◆ **PROBLEM TO SOLVE**:
Lines in the records below that contain the word "clip" must each be copied.

◆ **TASK MATERIAL**:

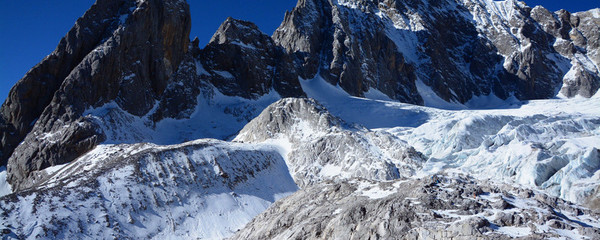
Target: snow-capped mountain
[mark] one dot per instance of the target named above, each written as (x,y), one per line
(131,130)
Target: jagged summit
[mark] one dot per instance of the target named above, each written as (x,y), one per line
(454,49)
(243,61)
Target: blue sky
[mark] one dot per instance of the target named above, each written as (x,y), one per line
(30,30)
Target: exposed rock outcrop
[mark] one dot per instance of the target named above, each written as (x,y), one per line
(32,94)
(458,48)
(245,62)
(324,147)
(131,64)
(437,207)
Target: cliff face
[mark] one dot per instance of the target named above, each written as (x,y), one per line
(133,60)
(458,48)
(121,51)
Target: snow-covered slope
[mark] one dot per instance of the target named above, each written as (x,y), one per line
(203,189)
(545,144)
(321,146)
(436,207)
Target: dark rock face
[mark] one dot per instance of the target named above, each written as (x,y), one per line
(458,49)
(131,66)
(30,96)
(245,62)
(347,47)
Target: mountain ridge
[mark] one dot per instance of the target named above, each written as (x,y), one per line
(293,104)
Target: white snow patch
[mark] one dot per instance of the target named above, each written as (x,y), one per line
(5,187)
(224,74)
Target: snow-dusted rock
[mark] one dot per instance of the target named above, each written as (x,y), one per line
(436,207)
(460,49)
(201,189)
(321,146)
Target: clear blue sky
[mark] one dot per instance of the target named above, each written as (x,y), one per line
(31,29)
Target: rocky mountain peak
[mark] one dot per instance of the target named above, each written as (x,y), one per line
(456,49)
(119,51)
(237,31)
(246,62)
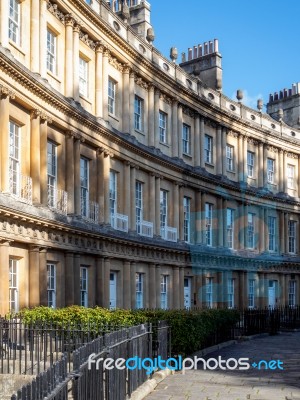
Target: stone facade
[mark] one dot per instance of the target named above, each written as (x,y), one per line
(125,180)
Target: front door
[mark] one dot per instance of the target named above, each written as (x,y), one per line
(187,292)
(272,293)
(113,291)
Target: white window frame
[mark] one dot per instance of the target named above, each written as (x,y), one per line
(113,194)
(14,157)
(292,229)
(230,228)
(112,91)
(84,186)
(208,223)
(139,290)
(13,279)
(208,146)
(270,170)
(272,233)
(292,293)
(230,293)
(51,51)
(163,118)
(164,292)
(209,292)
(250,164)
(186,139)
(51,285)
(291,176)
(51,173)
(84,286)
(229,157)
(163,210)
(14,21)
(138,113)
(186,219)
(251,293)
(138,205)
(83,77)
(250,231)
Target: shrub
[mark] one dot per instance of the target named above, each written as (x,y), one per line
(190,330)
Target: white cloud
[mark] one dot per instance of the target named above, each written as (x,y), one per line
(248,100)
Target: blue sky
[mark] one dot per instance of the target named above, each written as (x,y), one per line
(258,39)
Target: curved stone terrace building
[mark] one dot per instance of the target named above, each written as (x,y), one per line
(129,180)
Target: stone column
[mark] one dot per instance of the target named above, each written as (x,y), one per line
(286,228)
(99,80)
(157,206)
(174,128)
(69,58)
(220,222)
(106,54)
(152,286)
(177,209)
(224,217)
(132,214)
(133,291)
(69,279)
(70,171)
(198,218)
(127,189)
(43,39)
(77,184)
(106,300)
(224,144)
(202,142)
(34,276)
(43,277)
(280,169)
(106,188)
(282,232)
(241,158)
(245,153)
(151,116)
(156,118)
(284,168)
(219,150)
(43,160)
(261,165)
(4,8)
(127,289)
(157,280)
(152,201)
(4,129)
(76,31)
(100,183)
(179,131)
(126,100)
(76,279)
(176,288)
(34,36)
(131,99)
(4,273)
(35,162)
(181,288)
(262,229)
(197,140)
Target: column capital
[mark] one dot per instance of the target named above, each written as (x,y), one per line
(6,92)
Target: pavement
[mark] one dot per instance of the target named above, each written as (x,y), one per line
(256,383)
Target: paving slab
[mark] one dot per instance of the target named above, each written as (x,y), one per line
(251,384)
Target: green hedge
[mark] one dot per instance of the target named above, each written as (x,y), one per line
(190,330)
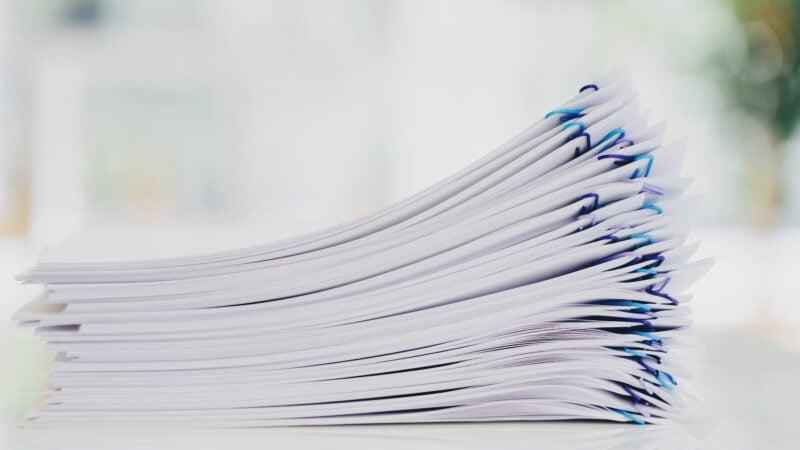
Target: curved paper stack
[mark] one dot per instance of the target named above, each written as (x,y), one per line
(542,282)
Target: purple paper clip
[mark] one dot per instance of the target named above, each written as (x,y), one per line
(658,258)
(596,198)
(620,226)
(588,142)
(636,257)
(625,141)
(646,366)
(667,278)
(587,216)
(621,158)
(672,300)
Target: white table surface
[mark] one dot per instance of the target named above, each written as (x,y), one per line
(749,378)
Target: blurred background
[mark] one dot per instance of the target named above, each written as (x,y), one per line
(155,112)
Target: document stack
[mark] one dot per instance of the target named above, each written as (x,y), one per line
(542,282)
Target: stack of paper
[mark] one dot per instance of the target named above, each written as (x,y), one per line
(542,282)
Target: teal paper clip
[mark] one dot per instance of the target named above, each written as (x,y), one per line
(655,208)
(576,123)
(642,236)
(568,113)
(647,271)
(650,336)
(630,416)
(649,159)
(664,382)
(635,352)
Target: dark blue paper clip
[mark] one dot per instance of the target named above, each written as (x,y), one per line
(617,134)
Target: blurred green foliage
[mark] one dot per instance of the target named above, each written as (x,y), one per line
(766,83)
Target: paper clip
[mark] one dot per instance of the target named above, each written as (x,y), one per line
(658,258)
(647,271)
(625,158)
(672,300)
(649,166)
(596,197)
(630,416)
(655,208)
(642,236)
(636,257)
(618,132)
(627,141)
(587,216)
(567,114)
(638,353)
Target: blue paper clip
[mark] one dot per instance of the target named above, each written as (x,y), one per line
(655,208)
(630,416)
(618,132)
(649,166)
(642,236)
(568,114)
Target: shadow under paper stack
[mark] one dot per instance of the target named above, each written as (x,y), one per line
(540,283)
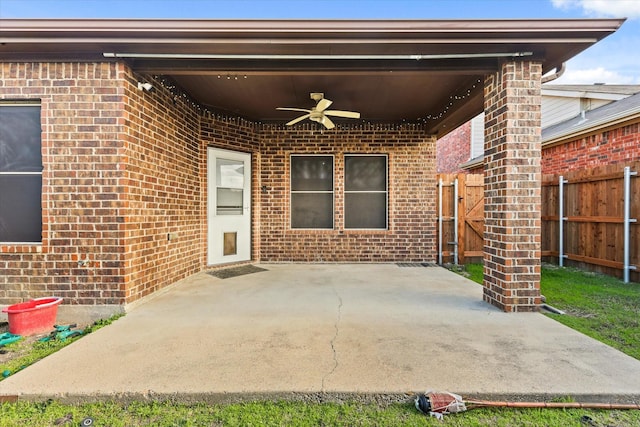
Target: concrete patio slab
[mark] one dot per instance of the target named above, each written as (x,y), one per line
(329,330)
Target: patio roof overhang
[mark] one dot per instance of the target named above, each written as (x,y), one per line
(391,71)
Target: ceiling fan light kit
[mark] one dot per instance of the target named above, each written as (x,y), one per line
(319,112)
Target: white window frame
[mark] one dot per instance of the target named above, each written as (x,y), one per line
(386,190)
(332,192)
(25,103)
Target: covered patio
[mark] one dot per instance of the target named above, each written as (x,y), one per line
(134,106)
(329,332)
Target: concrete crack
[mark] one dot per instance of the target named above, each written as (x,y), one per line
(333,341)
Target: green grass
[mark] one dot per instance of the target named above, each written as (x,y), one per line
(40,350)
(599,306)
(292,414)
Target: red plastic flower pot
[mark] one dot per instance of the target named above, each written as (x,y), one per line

◆ **ANSWER BELOW**:
Target: purple paper clip
Target: teal paper clip
Target: dark blue paper clip
Target: paper clip
Target: blue paper clip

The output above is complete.